> [EXERCISE TASK]
Repeat exactly the lines from the one containing "rock on this basis." through the last line of the records below, both included, and nothing else.

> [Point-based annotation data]
◆ ◆ ◆ ◆ ◆

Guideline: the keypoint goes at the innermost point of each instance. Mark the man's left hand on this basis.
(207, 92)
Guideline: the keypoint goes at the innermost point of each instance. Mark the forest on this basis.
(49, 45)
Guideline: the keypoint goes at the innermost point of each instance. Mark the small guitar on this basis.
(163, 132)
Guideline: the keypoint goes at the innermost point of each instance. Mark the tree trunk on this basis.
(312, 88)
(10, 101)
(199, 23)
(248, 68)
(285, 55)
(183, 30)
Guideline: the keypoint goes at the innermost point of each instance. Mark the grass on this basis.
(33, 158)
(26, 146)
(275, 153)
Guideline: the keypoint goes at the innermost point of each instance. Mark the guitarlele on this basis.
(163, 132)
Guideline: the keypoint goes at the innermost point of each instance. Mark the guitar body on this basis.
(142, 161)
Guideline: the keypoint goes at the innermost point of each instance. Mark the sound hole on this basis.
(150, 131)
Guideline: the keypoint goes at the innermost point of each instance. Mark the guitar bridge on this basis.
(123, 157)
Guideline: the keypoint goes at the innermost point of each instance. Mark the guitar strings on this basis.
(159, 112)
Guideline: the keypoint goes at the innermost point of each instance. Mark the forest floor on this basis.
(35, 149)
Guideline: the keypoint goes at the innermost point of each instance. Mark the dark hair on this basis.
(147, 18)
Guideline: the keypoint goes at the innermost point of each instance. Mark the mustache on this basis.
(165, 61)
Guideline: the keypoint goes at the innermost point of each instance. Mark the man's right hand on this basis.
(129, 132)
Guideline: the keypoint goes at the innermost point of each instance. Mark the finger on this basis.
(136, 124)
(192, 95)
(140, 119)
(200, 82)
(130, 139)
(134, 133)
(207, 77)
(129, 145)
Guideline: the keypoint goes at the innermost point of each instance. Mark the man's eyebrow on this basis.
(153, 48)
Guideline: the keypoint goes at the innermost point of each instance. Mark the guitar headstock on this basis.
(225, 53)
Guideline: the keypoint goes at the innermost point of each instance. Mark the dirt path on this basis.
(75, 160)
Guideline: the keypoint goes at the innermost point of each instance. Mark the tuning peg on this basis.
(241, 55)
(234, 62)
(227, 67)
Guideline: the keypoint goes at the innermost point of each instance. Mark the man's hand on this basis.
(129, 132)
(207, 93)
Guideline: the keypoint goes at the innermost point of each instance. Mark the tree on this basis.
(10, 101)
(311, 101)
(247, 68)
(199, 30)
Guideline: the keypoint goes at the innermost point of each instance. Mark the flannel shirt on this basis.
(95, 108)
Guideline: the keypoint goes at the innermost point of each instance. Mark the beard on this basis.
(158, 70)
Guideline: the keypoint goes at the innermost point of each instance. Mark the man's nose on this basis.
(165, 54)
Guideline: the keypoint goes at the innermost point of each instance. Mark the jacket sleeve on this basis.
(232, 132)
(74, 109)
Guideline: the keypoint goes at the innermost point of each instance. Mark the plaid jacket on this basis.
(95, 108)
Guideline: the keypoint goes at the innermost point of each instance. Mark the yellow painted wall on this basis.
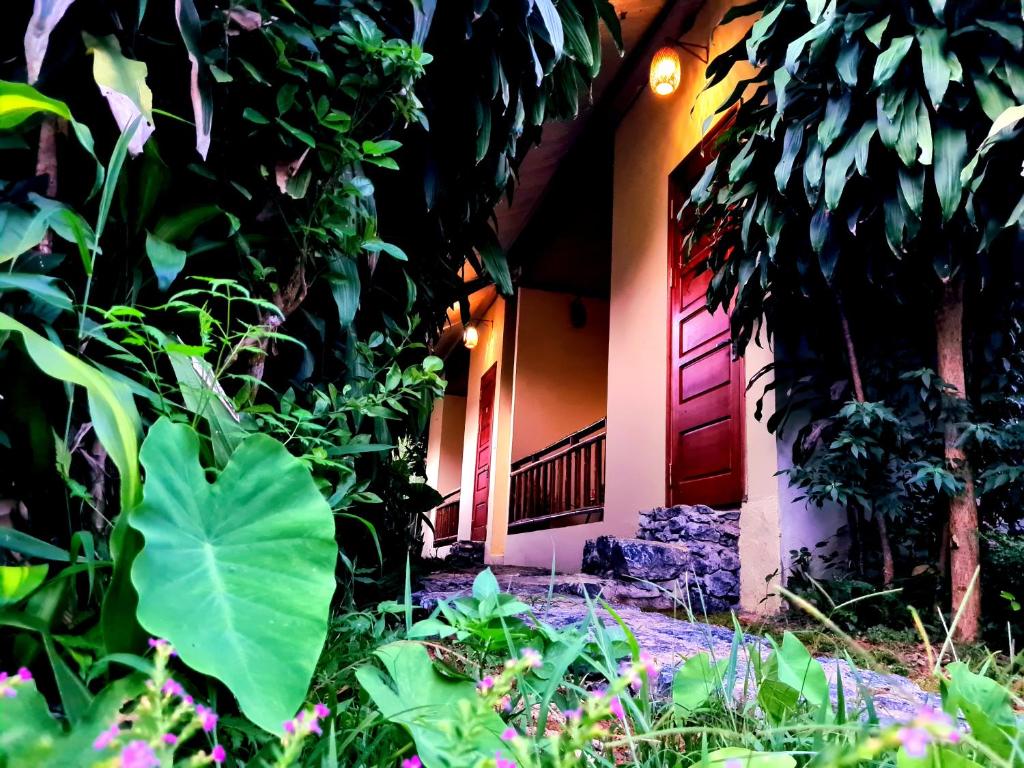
(651, 140)
(444, 443)
(561, 373)
(453, 428)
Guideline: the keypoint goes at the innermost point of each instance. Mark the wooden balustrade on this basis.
(562, 484)
(446, 519)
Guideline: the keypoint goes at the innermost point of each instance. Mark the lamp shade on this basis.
(666, 72)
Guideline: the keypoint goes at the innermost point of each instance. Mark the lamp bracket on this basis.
(699, 52)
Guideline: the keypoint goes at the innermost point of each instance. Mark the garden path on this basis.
(669, 639)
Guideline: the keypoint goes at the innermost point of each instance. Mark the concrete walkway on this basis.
(669, 639)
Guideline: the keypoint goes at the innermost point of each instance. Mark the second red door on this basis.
(481, 475)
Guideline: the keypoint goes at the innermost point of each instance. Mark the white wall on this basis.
(561, 373)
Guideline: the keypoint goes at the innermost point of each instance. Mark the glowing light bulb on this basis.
(666, 72)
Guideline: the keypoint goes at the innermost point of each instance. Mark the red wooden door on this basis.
(706, 385)
(481, 476)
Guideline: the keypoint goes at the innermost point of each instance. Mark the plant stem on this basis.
(888, 563)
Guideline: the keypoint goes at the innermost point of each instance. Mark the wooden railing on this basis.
(446, 519)
(561, 484)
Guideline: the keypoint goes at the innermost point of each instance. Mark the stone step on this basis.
(695, 573)
(465, 553)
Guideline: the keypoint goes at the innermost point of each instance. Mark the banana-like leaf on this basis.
(122, 82)
(111, 406)
(202, 99)
(223, 564)
(45, 15)
(17, 582)
(19, 101)
(950, 160)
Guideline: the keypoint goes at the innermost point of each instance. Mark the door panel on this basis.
(481, 481)
(706, 385)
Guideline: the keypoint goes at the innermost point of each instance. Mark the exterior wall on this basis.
(453, 428)
(560, 387)
(561, 373)
(651, 140)
(444, 443)
(803, 523)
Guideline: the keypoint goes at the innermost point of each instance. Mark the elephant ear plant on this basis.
(848, 176)
(237, 572)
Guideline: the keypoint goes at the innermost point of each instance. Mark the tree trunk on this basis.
(964, 556)
(888, 563)
(46, 165)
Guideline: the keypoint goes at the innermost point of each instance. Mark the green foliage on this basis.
(223, 561)
(250, 280)
(862, 129)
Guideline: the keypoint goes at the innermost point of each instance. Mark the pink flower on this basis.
(103, 739)
(172, 688)
(649, 666)
(531, 657)
(207, 717)
(930, 716)
(138, 754)
(615, 708)
(914, 741)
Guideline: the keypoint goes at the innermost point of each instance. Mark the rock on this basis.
(723, 584)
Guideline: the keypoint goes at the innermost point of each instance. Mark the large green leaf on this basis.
(950, 160)
(798, 670)
(416, 695)
(696, 682)
(167, 260)
(890, 59)
(17, 582)
(987, 707)
(237, 573)
(934, 62)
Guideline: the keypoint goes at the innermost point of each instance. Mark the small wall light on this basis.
(666, 72)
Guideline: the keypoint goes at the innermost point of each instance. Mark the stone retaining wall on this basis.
(683, 552)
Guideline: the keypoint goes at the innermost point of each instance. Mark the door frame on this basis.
(683, 176)
(493, 374)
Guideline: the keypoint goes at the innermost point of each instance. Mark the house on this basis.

◆ ◆ ◆ ◆ ◆

> [RESULT OF THE EXERCISE]
Guideline: the keypoint goes at the innermost point of each instance. Mark the rock on this basis.
(723, 584)
Guideline: the keypoint goes at the innermost point of each instance. Mark the large green leaf on this basis.
(950, 160)
(798, 670)
(416, 695)
(696, 682)
(167, 260)
(890, 59)
(17, 582)
(987, 707)
(237, 573)
(934, 62)
Guideline: the keypoint goes at the innermost point of each instance. Mark the small wall light on this basis.
(666, 72)
Guideline: the keypoint goes at the innermost point of each instance. Mark the stone retaining wall on this basis.
(683, 552)
Guideline: the keypoint goes at the innermost point of each instance. Mark the door frame on this basis.
(683, 176)
(493, 374)
Guideline: the keypoint goes at the innermost point of each instance. Mark the house on this basis.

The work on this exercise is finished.